«Notre père est le Guir; notre mère, le Tafilalet», tel est l’adage réputé chez les Doui-Menia, en signe d’ancrage à ces terres, qui vont du sud-est marocain jusqu’à la vallée de la Saoura, rattachée à l’Algérie durant la colonisation française.
Formant une tribu d’origine bédouine, les Doui-Menia sont reliés tantôt aux Maâqil de la branche des Hassân, installés dans les franges du désert au XIIe siècle; tantôt aux Zoghba hilaliens, parvenus aussi, au terme de multiples pérégrinations, de leur berceau en Péninsule arabique jusqu'au Maghreb.
Là, les Doui-Menia gardent vivace le souvenir d’un ancêtre commun appelé Abd-el-Krim, surnommé «Mennâ’» (le Protecteur), tandis que leur nom signifie littéralement, en arabe, «Ceux de la protection», ajouté à leur autre surnom de «Zegdou», portant une idée de nombre et de puissance.
Une tradition orale, enracinée dans la culture locale, rapporte que leur aïeul, chef de la caravane du pèlerinage au Tafilalet, devrait son surnom au fait qu’il ait servi de guide à Hassan Dakhil (ancêtre des sultans alaouites) depuis son berceau de Yanbu au Hijaz sur la mer Rouge, jusqu’à la cité oasienne de Sijilmassa dans la province du Tafilalet, vers 1266, sous le règne mérinide.
Leurs deux tombes reposeraient sous la même coupole; tandis qu’un moussem honore toujours la mémoire des deux hommes, animé par la danse et les chants populaires, dits Houbi, spécifiques de cette tribu semi-nomade.
Au début du règne du sultan alaouite Moulay Abd-Allah ben Ismaïl, un rameau du groupe Doui-Menia, issu de la région de Figuig et de Béchar, fut installé au nord-est de Fès où il fut incorporé dans l’armée des Chraga dont le rôle auprès du premier sultan alaouite Moulay Rachid est incontestable.
Parmi ces groupes figurent les Jamaï, qui ne tardèrent pas à s’illustrer dès lors, dans la cité idrisside voisine, principalement depuis le XIXe siècle, date de leur entrée dans le Guich organisé par le sultan Moulay Abd-Rahman à la suite de la défaite marocaine à la bataille d’Isly.
Les Doui-Menia laissent ainsi leur nom en tant que tel à différents groupements, non seulement dans le Tafilalet et dans la région de Figuig mais également chez les Aârab Saïss près de Meknès et au nord-est de Fès.
La forme équivalente, Oulad Menia, est quant à elle présente avec des fractions de tribus dans le Gharb près de Had Kourt.
Les Meniî forment par ailleurs un groupement au sein des Mzab dans la plaine Chaouia dont l’une des personnalités de renom fut le théologien et jurisconsulte Larbi ben Mqeddem Meniî, chargé de missions officielles à Tanger, où il trouva accidentellement la mort en 1900.
Avec le début de la colonisation française, les Doui-Menia s’illustrèrent au combat sous la protection des zaouïas locales notamment celle des Kenadsa.

• **Extraits de données**:

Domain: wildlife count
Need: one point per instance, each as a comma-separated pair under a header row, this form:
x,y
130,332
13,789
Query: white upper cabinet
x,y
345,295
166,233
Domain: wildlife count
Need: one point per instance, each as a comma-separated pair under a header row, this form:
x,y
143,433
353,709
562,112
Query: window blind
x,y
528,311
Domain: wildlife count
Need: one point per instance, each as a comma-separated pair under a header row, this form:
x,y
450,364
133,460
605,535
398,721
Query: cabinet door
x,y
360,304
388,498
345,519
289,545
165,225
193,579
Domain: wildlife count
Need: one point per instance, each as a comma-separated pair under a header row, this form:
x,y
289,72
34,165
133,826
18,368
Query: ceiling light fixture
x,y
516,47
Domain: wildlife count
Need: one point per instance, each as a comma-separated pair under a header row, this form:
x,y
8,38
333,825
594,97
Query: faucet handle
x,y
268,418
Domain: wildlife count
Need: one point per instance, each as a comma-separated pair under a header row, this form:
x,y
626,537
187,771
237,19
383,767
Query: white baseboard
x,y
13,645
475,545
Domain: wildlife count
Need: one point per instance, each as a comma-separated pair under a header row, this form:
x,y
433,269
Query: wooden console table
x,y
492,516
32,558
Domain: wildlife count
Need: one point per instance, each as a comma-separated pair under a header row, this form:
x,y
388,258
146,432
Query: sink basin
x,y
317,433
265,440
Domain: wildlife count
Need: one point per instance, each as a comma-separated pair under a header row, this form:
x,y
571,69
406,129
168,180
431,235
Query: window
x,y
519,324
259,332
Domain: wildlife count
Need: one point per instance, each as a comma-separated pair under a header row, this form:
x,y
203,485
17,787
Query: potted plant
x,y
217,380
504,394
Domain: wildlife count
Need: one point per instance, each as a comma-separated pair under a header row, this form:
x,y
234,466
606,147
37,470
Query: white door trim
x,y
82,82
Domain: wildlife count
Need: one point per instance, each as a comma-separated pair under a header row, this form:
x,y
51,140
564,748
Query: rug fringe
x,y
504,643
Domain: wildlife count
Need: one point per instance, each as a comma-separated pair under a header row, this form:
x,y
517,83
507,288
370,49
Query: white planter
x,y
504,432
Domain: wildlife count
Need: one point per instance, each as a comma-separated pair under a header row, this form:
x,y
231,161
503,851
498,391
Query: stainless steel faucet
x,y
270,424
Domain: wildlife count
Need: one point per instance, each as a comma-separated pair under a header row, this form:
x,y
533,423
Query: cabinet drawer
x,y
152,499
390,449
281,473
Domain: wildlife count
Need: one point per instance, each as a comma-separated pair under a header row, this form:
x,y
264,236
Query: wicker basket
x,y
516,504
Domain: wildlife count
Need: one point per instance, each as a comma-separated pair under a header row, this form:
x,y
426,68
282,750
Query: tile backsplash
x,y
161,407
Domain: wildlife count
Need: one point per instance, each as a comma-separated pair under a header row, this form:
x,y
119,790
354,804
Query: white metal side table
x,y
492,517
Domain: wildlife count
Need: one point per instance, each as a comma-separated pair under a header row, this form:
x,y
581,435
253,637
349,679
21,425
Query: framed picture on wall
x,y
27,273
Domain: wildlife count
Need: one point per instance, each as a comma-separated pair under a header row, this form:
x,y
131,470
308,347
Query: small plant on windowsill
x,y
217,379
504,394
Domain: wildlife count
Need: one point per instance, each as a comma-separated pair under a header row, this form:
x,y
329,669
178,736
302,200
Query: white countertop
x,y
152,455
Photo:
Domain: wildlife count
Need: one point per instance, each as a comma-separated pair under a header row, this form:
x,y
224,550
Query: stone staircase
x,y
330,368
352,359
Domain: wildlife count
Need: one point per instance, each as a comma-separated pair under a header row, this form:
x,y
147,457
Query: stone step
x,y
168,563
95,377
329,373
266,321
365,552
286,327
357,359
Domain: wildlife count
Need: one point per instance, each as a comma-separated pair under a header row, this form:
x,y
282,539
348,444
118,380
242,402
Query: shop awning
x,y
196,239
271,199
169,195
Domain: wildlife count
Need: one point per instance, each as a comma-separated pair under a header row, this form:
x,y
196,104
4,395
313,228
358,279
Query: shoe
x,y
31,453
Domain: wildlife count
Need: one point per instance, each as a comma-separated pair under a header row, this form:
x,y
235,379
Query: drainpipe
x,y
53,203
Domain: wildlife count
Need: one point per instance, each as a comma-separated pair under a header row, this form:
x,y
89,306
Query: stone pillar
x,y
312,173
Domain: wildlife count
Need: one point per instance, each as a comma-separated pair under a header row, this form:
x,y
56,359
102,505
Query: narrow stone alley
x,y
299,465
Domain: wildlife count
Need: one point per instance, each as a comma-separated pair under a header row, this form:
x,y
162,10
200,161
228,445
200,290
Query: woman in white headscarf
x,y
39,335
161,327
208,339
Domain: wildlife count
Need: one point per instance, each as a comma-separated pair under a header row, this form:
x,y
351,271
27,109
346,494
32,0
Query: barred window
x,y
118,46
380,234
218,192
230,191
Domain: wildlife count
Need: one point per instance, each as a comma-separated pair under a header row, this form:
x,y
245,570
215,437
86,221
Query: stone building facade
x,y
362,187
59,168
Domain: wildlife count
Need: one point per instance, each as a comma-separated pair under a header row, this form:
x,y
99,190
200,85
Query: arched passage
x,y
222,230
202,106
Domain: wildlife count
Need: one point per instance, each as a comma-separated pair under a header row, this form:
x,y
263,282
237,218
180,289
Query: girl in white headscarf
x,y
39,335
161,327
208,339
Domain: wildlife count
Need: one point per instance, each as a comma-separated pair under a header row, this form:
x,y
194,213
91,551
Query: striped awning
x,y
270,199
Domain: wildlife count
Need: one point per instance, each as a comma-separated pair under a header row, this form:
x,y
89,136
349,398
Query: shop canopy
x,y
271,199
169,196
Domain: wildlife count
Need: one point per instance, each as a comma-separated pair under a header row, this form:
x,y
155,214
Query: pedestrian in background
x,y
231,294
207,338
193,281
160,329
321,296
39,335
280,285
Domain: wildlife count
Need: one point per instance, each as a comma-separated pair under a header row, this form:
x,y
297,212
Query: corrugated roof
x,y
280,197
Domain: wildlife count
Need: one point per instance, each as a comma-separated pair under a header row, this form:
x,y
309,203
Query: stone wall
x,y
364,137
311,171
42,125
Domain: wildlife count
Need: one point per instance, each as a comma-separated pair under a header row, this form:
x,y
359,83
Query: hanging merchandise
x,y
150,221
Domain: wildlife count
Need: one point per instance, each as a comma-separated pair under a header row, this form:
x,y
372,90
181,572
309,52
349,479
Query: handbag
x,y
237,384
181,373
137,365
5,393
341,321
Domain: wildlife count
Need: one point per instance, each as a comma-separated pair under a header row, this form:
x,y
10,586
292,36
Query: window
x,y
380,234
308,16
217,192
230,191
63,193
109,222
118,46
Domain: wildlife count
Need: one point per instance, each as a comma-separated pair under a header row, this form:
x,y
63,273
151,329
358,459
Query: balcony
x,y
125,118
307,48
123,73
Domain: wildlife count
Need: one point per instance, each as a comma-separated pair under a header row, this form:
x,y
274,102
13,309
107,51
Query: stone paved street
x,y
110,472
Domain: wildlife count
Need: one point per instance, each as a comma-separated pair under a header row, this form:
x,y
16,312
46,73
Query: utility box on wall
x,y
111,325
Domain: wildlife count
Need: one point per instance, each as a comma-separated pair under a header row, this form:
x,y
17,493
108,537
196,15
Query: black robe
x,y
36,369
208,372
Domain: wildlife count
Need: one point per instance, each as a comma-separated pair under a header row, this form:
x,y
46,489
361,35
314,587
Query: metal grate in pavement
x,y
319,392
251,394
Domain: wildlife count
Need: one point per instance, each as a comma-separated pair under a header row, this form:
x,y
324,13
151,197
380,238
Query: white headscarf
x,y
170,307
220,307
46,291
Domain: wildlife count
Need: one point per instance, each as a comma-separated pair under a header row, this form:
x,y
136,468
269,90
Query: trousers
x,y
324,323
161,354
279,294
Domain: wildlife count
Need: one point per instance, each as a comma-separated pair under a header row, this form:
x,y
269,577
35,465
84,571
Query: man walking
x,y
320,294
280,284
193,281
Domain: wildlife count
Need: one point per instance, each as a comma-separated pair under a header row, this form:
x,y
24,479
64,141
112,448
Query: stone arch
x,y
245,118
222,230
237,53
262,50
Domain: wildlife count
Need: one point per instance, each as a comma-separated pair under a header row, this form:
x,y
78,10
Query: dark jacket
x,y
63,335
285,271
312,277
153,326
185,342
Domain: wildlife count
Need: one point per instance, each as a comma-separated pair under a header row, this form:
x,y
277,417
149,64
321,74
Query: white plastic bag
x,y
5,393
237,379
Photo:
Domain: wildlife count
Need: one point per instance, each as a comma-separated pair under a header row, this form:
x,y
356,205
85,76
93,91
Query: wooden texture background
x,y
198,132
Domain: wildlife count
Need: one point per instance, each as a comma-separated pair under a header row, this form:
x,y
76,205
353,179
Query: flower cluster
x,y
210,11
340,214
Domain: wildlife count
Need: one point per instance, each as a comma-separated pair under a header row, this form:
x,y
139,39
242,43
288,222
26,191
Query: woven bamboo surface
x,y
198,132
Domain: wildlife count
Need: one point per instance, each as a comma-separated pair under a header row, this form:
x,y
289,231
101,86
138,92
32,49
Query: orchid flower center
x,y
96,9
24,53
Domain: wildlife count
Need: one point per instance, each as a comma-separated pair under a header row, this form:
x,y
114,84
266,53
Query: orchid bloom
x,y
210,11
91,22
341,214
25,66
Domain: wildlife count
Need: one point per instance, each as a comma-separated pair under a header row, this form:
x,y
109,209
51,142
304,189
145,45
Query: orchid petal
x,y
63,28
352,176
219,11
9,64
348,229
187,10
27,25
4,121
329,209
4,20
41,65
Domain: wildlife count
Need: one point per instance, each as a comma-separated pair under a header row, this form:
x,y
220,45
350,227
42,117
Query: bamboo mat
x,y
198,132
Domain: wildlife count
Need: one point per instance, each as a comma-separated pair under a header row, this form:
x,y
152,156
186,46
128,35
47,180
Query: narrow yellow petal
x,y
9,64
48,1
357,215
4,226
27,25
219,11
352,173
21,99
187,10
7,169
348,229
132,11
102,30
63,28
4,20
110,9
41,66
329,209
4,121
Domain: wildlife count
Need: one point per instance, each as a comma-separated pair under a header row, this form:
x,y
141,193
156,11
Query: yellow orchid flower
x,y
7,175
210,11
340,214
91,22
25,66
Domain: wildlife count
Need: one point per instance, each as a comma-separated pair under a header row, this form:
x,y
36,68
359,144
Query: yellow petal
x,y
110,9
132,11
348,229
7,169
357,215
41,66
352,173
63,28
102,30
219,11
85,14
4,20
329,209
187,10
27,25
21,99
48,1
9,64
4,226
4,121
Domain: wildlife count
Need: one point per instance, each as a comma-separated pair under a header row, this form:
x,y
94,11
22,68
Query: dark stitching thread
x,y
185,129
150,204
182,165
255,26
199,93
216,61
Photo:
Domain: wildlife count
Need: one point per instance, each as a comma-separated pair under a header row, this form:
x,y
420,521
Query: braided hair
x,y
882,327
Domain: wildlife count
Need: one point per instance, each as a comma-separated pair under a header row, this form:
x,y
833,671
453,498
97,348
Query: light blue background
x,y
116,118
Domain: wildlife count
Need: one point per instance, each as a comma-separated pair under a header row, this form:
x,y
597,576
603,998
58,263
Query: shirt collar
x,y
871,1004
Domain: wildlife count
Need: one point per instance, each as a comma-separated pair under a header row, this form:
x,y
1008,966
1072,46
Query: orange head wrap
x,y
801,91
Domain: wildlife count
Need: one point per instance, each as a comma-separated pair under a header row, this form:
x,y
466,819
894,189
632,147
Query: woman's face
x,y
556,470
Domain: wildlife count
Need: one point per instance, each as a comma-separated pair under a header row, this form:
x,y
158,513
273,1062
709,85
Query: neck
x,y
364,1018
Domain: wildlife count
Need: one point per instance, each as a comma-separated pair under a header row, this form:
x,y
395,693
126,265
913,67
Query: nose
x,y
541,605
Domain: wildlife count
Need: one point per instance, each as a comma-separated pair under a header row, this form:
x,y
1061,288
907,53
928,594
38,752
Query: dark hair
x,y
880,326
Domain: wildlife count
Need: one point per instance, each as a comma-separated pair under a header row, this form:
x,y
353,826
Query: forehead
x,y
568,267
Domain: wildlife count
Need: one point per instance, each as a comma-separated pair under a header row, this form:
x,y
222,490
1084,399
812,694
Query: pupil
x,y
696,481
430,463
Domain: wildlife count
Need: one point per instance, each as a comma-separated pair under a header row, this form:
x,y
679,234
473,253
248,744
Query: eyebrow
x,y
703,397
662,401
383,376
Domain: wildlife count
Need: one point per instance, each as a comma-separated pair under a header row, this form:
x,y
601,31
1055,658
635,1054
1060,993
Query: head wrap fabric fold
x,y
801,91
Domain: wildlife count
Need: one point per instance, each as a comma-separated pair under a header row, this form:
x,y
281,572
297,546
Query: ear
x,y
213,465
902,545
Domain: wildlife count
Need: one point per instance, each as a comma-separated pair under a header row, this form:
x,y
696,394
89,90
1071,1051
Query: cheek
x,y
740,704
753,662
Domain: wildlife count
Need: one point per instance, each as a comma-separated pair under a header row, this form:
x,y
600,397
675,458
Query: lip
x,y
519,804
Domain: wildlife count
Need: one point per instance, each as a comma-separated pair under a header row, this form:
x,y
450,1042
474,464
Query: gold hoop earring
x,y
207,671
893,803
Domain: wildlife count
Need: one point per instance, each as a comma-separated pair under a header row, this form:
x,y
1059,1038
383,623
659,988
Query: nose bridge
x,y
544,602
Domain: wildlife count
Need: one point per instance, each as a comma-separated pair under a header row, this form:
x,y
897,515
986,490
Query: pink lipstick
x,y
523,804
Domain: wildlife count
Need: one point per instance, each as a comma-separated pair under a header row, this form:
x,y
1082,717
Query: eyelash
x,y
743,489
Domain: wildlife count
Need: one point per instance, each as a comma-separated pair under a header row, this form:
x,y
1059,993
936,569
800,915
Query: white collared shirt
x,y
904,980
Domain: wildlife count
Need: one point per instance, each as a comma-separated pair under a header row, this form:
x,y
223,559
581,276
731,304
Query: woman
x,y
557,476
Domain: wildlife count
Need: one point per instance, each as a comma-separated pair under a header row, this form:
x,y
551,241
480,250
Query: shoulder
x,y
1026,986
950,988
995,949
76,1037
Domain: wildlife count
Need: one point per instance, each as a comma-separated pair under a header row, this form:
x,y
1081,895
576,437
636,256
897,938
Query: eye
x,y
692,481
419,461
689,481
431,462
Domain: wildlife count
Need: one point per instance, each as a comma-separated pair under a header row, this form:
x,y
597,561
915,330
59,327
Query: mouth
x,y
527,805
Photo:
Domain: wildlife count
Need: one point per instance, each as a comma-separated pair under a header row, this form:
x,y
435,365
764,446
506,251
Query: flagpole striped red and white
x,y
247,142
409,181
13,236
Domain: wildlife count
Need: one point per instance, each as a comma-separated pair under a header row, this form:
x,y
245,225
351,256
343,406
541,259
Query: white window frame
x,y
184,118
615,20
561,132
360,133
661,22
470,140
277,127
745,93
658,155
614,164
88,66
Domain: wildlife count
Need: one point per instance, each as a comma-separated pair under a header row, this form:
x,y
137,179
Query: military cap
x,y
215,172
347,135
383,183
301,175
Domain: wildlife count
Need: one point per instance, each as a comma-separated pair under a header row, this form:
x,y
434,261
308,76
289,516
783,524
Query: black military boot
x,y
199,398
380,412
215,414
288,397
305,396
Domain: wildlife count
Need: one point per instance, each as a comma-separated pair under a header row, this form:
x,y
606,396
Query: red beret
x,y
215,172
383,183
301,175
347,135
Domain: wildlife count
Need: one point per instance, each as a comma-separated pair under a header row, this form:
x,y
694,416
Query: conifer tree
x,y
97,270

• **Tâches à accomplir**:
**A.** Indiquez si chacune des affirmations suivantes concorde avec le texte sur les Doui-Menia, en répondant par oui ou par non et en citant fidèlement les mots décisifs du texte.
(i) Les Doui-Menia portent également le surnom de «Zegdou».
(ii) Larbi ben Mqeddem Meniî trouva la mort à Fès.
(iii) Selon la tradition orale, Hassan Dakhil fut guidé jusqu'à Sijilmassa vers 1266.
**B.** Répondez brièvement aux questions suivantes d'après le texte sur les Doui-Menia.
(i) Que signifie littéralement, en arabe, le nom des Doui-Menia ?
(ii) Près de quelle localité du Gharb se trouvent des fractions de tribus Oulad Menia ?
(iii) Comment se nomment la danse et les chants populaires propres à cette tribu ?

• **Éléments de corrigé**:
**A.**
(i) Oui : «leur autre surnom de «Zegdou»».
(ii) Non : «à Tanger, où il trouva accidentellement la mort en 1900».
(iii) Oui : «jusqu’à la cité oasienne de Sijilmassa dans la province du Tafilalet, vers 1266».

**B.**
(i) «Ceux de la protection».
(ii) Près de Had Kourt.
(iii) Houbi.